***** Provided entries *****

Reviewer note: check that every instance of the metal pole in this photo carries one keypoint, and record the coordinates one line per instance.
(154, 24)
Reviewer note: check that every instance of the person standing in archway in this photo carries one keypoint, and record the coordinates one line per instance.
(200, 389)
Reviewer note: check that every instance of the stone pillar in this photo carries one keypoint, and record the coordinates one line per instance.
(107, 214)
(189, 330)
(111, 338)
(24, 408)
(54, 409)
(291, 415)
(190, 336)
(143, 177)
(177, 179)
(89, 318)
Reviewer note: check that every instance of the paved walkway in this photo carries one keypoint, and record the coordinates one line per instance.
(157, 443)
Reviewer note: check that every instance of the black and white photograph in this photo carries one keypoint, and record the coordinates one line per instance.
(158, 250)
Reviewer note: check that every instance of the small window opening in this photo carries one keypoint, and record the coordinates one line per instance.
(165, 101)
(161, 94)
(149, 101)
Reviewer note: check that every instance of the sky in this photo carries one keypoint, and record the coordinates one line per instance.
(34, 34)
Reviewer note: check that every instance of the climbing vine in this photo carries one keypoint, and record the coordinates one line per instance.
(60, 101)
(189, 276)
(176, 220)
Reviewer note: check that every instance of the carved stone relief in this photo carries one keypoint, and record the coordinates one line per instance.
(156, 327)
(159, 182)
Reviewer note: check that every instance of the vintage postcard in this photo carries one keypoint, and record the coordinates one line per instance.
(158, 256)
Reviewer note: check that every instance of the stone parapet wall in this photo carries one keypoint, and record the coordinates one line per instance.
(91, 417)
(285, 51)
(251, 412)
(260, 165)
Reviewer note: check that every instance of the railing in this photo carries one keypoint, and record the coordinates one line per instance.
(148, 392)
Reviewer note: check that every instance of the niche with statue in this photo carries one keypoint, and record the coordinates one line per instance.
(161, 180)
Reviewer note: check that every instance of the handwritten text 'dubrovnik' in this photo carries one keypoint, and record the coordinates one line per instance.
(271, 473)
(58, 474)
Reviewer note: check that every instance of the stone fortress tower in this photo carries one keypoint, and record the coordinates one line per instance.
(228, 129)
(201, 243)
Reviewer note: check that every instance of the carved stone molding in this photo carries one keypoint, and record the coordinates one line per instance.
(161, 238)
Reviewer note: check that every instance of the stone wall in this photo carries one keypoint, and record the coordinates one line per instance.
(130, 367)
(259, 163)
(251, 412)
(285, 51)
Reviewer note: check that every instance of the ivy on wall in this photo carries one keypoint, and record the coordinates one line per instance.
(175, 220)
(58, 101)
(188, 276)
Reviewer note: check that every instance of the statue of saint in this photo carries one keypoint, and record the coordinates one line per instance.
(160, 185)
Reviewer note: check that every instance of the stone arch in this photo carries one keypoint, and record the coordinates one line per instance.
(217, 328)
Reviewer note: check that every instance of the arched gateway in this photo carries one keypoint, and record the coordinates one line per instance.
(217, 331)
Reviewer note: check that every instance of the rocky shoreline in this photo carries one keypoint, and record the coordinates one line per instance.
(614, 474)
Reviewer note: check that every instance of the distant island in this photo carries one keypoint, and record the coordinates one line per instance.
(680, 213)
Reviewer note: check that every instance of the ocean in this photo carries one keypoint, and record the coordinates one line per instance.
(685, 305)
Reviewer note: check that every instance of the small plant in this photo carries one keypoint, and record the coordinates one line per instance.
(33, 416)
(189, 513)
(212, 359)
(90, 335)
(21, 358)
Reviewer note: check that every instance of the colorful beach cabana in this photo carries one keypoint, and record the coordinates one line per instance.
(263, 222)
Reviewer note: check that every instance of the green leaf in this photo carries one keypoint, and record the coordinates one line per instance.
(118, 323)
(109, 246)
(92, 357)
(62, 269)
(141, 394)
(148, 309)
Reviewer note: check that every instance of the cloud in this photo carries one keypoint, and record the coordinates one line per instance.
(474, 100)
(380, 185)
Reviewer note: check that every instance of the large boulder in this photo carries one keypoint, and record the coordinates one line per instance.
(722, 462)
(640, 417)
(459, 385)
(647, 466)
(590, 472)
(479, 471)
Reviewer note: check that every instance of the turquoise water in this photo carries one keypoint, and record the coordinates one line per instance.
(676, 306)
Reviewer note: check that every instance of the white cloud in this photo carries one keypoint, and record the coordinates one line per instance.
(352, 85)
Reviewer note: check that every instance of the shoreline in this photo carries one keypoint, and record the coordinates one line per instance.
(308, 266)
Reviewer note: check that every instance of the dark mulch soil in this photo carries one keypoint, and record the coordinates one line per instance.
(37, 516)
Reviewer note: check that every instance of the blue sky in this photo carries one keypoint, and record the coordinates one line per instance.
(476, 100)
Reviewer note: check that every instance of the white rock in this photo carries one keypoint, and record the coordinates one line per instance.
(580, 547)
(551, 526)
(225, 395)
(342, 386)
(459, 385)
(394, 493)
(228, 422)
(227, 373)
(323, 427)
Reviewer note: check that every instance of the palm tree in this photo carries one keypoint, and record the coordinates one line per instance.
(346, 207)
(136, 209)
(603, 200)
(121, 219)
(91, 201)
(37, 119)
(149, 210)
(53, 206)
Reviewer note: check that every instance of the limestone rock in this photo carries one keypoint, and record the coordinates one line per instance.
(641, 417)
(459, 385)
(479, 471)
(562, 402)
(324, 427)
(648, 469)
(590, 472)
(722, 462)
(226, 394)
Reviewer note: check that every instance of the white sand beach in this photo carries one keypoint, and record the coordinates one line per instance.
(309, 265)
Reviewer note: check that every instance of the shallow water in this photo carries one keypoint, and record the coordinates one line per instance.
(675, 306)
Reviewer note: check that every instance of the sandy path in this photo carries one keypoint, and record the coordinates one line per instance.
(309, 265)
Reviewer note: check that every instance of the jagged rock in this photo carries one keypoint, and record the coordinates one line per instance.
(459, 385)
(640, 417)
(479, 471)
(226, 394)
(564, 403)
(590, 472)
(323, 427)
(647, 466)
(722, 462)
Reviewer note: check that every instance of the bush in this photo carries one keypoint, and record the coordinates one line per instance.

*****

» Task directions: Set out all of the data above as a numbered list, one line per item, and leave out any blank lines.

» Task response:
1. Reviewer note: check that every instance of the metal pole in this photo carries one keypoint, and record the coordinates one line per instance.
2. (154, 24)
3. Reviewer note: check that every instance of the person standing in archway in this photo carries one keypoint, and record the coordinates one line per instance.
4. (200, 389)
5. Reviewer note: check that every instance of the stone pillar in this photo carries one keypoint, and record the coordinates one line per instance.
6. (107, 214)
7. (189, 330)
8. (111, 338)
9. (24, 408)
10. (54, 409)
11. (291, 415)
12. (190, 336)
13. (143, 177)
14. (177, 179)
15. (89, 318)
16. Reviewer note: check that every instance of the paved walkway in this photo carries one keypoint, and record the coordinates one line per instance.
17. (157, 443)
18. Reviewer note: check that every instance of the black and white photograph in this photo carries one keypoint, and record the coordinates one line per instance.
19. (158, 250)
20. Reviewer note: check that every instance of the small window opening in this photo carries one keypoint, and record the coordinates one line per instance.
21. (165, 101)
22. (161, 94)
23. (149, 101)
24. Reviewer note: check that every instance of the sky in this photo carries one keypoint, and record the coordinates one line per instance.
25. (34, 34)
26. Reviewer note: check that every instance of the climbing vine in this photo carries one keypoint, and record the coordinates one line per instance.
27. (60, 101)
28. (189, 276)
29. (176, 220)
30. Reviewer note: check that every instance of the carved stone relief in this photo carries one keypoint, and record the coordinates one line per instance.
31. (156, 327)
32. (159, 182)
33. Reviewer note: check that every instance of the vintage postcard in this photo carries one keypoint, and record the coordinates one line per instance.
34. (158, 256)
35. Reviewer note: check that every instance of the stone parapet wall in this photo carries one keypoint, and record the coordinates one line per instance.
36. (91, 417)
37. (285, 51)
38. (251, 412)
39. (260, 165)
40. Reviewer note: check that every instance of the railing in this photo carries one keypoint, and record the coordinates one line per instance.
41. (148, 392)
42. Reviewer note: check that every instance of the niche with statue in this photo carries one keypoint, and record the coordinates one line per instance.
43. (161, 180)
44. Reviewer note: check that every instance of the handwritten text 'dubrovnik' in this photo carries one keypoint, and record the coordinates one line per instance.
45. (271, 473)
46. (58, 474)
47. Reviewer note: check that every instance of the stone fortress tower in this photo carries one keypoint, and record the coordinates one line per instance.
48. (228, 129)
49. (201, 243)
50. Reviewer note: check that every instance of the carved stone molding in this photo carries one keypoint, and record the coordinates one line per instance.
51. (161, 238)
52. Reviewer note: check that every instance of the stone wall in this photo carries one keypoint, and record the coordinates one line per instance.
53. (130, 367)
54. (259, 163)
55. (251, 412)
56. (285, 51)
57. Reviewer note: check that every instance of the ivy on wall in this photo carries one keypoint, and record the coordinates one line per instance.
58. (175, 220)
59. (58, 101)
60. (188, 276)
61. Reviewer note: check that every instance of the statue of saint in this photo carries one keypoint, and record the coordinates one line per instance.
62. (160, 185)
63. Reviewer note: check that every instance of the stone arch in this photo carries one keypoint, and record the coordinates one line per instance.
64. (217, 328)
65. Reviewer note: check that every instance of the arched gateway in this photo carries one keypoint, and record the coordinates one line per instance.
66. (217, 331)
67. Reviewer note: check that every instance of the rocky shoreline in this photo carries one keypoint, and record the coordinates one line per instance.
68. (614, 474)
69. Reviewer note: check that every instance of the distant island in this photo carries one keypoint, and record the coordinates one line per instance.
70. (680, 213)
71. Reviewer note: check that every instance of the ocean in this photo carries one keypoint, and record the coordinates one line per instance.
72. (685, 305)
73. Reviewer note: check that every instance of the small plant in this photo carries one keypoint, and record the coordinates one line per instance.
74. (33, 416)
75. (189, 513)
76. (212, 359)
77. (90, 335)
78. (21, 358)
79. Reviewer note: check that every instance of the colorful beach cabana in this photo carries one keypoint, and record the coordinates one line per instance.
80. (263, 222)
81. Reviewer note: check that every instance of the green leaf in this photo carries one keypoint, and record the coordinates one line per instance.
82. (118, 323)
83. (109, 246)
84. (92, 357)
85. (62, 269)
86. (141, 394)
87. (148, 309)
88. Reviewer note: check that every instance of the cloud in this photo carries one keypoint, and record the coordinates one line per instance.
89. (474, 100)
90. (380, 185)
91. Reviewer note: check that every instance of the large boulder in this photo carries one keypoint, and record the coordinates one line per instance.
92. (722, 462)
93. (640, 417)
94. (459, 385)
95. (647, 466)
96. (590, 472)
97. (479, 471)
98. Reviewer note: check that every instance of the turquoise water in this photo carries one keypoint, and record the coordinates one line per instance.
99. (676, 306)
100. Reviewer note: check that every instance of the white cloud in this photo carries one keypoint, and record the coordinates one line per instance.
101. (352, 85)
102. Reviewer note: check that every instance of the shoreline in this photo carries one keypoint, and record the coordinates one line per instance.
103. (308, 266)
104. Reviewer note: check that every instance of the dark mulch soil in this photo carries one keypoint, and record the coordinates one line per instance.
105. (37, 516)
106. Reviewer note: check that every instance of the blue sky in this photo carries one keypoint, and record the coordinates one line per instance.
107. (476, 100)
108. Reviewer note: check that every instance of the white rock in this photo carries one keypoint, and record the coordinates one line per instance.
109. (580, 547)
110. (551, 526)
111. (225, 395)
112. (342, 386)
113. (459, 385)
114. (394, 493)
115. (228, 422)
116. (227, 373)
117. (323, 427)
118. Reviewer note: check that every instance of the palm tree in this photo carries one keypoint, and record the coordinates one line per instance.
119. (346, 207)
120. (136, 209)
121. (603, 200)
122. (121, 219)
123. (91, 201)
124. (37, 119)
125. (149, 210)
126. (53, 206)
127. Reviewer note: check that every instance of the limestone rock in this photo carries one keypoint, and record the coordinates one line per instance.
128. (641, 417)
129. (459, 385)
130. (479, 471)
131. (562, 402)
132. (324, 427)
133. (648, 469)
134. (590, 472)
135. (722, 462)
136. (226, 394)
137. Reviewer note: check that every instance of the white sand beach in this photo carries one keypoint, and record the coordinates one line per instance.
138. (309, 265)
139. Reviewer note: check that every instance of the shallow water in this photo carries one keypoint, and record the coordinates one line per instance.
140. (675, 306)
141. Reviewer note: check that every instance of the sandy path in this photo carries one keypoint, and record the coordinates one line per instance.
142. (309, 265)
143. Reviewer note: check that every instance of the jagged rock in this photo carries one keypoint, and record the coordinates one line per instance.
144. (459, 385)
145. (640, 417)
146. (479, 471)
147. (226, 394)
148. (564, 403)
149. (590, 472)
150. (323, 427)
151. (647, 466)
152. (722, 462)
153. Reviewer note: check that every instance of the bush in this photo carries one keypoint, and record the coordinates one line per instance.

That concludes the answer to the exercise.